TASK INPUTS
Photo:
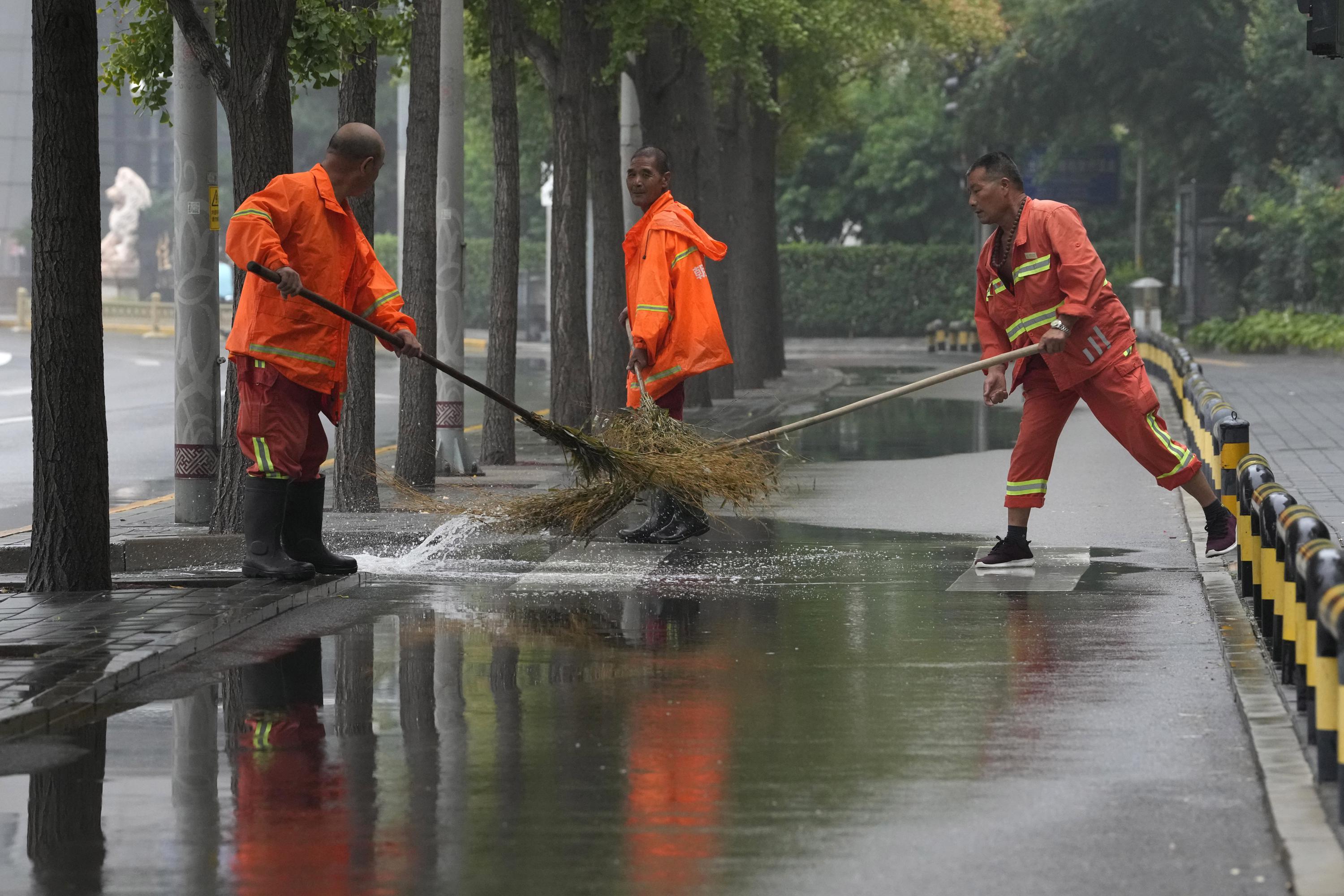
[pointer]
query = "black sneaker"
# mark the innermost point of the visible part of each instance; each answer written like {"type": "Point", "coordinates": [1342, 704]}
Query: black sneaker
{"type": "Point", "coordinates": [1222, 535]}
{"type": "Point", "coordinates": [1008, 554]}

SET EXERCISE
Recast the listing above as a JSON array of strings, one string per line, skipping blank lines and omitting the pictures.

EXERCISE ANSWER
[
  "Photo:",
  "[pointer]",
  "query = \"black sneaker\"",
  "# mark the innermost point of the visible part of each instance; each answer written like {\"type\": \"Point\", \"coordinates\": [1342, 704]}",
  "Query: black sneaker",
  "{\"type\": \"Point\", \"coordinates\": [1222, 535]}",
  "{\"type\": \"Point\", \"coordinates\": [1008, 554]}"
]